* [Your objective] Starting at the line that contains "instance like [46,143].", transcribe every remaining line of the entries exactly, including the last one.

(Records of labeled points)

▬▬▬

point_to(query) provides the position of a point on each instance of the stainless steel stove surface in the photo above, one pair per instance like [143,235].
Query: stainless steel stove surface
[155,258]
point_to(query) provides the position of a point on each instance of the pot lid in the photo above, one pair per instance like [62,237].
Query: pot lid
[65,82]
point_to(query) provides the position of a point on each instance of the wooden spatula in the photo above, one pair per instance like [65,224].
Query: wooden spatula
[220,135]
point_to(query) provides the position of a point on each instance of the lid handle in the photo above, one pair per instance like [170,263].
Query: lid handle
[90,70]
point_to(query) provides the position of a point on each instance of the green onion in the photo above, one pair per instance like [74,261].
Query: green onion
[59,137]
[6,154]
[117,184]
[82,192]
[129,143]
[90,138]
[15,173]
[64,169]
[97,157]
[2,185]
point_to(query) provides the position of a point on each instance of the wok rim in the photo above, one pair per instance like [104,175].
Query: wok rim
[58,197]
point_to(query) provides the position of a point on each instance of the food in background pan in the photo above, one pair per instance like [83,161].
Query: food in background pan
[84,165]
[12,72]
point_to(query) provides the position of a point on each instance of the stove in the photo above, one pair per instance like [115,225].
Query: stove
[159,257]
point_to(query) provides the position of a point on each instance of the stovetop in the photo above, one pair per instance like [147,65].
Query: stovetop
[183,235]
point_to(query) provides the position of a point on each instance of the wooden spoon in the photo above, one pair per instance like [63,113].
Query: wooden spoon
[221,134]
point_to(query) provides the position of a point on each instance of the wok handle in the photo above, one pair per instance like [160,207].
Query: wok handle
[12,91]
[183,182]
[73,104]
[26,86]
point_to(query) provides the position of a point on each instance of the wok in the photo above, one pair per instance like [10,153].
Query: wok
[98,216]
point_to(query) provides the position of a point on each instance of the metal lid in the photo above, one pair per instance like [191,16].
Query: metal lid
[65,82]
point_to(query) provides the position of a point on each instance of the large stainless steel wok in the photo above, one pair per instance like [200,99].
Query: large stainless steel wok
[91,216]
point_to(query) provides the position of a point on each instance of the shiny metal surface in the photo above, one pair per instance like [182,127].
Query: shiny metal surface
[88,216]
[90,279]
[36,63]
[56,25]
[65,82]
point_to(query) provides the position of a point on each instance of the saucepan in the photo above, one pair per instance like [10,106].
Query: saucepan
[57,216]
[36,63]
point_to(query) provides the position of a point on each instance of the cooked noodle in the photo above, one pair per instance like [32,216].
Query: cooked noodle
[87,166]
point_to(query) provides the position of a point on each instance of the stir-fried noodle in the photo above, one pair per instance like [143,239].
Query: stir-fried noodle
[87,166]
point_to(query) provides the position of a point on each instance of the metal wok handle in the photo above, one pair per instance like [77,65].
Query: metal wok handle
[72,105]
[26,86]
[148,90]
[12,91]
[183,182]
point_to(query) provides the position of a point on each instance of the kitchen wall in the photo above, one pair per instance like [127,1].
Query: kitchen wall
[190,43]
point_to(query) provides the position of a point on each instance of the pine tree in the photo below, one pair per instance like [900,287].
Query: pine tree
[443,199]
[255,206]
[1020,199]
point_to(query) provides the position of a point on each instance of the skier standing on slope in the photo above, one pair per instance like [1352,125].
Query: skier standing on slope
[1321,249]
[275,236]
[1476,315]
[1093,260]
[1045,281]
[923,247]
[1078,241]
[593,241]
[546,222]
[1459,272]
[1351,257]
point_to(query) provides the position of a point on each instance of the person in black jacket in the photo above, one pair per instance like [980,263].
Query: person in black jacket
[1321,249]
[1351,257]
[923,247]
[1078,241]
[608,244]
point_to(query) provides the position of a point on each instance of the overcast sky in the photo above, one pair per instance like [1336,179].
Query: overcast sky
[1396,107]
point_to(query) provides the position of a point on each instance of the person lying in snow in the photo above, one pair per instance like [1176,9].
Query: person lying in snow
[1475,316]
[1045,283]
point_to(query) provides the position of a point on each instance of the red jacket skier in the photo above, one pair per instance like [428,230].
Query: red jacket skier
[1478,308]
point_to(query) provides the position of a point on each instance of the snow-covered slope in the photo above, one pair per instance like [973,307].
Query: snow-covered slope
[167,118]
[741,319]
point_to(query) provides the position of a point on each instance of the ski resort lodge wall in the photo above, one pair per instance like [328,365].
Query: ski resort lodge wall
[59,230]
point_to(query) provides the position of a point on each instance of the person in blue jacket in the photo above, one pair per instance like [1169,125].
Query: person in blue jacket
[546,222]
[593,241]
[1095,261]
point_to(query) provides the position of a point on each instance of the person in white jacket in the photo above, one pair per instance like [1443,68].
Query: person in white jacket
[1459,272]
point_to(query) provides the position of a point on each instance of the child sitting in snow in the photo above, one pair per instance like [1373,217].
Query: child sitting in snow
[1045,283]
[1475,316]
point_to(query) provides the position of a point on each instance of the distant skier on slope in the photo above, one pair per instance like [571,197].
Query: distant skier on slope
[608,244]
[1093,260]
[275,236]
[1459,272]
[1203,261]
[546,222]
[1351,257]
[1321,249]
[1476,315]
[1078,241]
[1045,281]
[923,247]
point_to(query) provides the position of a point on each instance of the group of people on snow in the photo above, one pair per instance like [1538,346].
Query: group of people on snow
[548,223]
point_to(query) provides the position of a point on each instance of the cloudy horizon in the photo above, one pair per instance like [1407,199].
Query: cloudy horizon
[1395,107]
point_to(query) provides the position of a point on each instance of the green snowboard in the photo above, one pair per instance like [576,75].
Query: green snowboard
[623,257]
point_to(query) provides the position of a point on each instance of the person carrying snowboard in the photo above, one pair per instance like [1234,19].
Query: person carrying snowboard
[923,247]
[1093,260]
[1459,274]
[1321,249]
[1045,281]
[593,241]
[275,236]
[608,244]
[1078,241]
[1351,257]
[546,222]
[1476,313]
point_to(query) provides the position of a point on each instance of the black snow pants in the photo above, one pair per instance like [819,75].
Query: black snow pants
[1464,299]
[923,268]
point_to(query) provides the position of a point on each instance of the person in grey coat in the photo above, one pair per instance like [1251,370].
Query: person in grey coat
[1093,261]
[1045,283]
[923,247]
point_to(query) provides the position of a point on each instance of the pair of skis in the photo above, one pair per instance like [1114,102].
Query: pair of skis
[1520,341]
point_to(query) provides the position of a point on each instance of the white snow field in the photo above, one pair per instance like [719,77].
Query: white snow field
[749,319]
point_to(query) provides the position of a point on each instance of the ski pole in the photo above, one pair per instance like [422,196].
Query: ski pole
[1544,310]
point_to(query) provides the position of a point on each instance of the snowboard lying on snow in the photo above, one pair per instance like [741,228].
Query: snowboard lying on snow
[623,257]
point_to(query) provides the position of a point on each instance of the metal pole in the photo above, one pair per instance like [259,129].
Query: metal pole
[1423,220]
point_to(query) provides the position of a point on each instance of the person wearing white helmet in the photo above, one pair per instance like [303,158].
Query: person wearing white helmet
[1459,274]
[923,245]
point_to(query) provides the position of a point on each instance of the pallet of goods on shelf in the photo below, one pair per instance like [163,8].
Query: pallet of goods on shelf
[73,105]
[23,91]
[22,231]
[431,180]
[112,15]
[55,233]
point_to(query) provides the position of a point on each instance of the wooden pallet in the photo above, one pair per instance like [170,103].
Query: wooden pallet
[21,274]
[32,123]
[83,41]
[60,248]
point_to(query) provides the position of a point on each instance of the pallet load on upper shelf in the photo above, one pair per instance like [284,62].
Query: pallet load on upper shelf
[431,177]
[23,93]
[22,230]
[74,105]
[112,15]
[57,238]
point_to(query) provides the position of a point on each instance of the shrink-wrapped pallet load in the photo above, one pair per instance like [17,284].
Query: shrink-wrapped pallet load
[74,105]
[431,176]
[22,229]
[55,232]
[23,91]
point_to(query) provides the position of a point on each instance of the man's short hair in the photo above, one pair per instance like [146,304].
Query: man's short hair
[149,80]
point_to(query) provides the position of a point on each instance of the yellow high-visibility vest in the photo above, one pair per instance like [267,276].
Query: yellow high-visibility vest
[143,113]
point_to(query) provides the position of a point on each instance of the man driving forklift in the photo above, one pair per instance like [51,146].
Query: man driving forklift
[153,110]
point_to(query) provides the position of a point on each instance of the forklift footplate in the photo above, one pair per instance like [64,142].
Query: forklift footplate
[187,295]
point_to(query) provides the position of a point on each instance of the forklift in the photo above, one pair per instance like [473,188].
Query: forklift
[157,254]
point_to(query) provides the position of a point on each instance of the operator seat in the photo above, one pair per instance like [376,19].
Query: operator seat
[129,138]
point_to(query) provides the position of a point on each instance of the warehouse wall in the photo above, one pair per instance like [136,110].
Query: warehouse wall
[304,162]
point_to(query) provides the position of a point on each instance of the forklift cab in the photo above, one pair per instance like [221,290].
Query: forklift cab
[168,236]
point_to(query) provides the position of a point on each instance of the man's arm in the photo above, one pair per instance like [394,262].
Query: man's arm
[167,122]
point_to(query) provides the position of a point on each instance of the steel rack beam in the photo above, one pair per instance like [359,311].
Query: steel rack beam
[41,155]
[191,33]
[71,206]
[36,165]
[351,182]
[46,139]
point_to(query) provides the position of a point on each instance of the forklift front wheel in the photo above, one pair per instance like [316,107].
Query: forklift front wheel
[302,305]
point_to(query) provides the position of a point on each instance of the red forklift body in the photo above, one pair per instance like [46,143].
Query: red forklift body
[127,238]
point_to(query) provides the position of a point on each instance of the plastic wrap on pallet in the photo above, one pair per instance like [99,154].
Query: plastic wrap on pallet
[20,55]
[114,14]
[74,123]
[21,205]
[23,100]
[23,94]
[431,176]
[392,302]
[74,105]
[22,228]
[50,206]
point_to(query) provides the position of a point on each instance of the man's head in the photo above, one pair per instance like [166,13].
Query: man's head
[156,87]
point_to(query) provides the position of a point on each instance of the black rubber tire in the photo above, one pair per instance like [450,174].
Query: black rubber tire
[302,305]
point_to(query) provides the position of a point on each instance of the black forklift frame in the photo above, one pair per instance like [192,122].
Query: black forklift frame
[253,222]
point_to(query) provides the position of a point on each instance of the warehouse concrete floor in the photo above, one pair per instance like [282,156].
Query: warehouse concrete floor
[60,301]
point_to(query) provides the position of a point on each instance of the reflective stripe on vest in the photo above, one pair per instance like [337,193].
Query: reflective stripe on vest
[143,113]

▬▬▬

* [Reply]
point_to(query) provides the position of a point on each instance of the red forklift body in the photo above, one pair per instance like [46,143].
Query: red forklift body
[127,238]
point_to(query) provides the position of a point on each instance of the plastic wrap on pallet in the photo above, one pair per instance like [99,154].
Query: plastic wrap on pallet
[20,55]
[114,14]
[74,123]
[21,205]
[23,100]
[23,94]
[431,176]
[392,302]
[74,105]
[22,228]
[50,206]
point_to(query) provides the position of a point on each instance of the man's head in the photo above, one pair per instance like [166,13].
Query: man's head
[156,87]
point_to(query) provides the position of a point on each instance of the black rubber tire in the photo above, one pair per instance like [450,174].
Query: black rubber tire
[302,305]
point_to(query) provides the position of a point on each instance of the black forklift frame in the photo above, one pair per instance like [192,122].
Query: black forklift frame
[253,222]
point_to(query) provides the position of a point on each instance of the warehouse concrete floor in the photo above, one pair per instance like [282,156].
Query: warehouse concrete floor
[60,301]
point_to(query) provides the position of a point on each instance of the reflective stripe on vest in the photo above, one pair per instance like [337,193].
Query: reflective stripe on vest
[143,113]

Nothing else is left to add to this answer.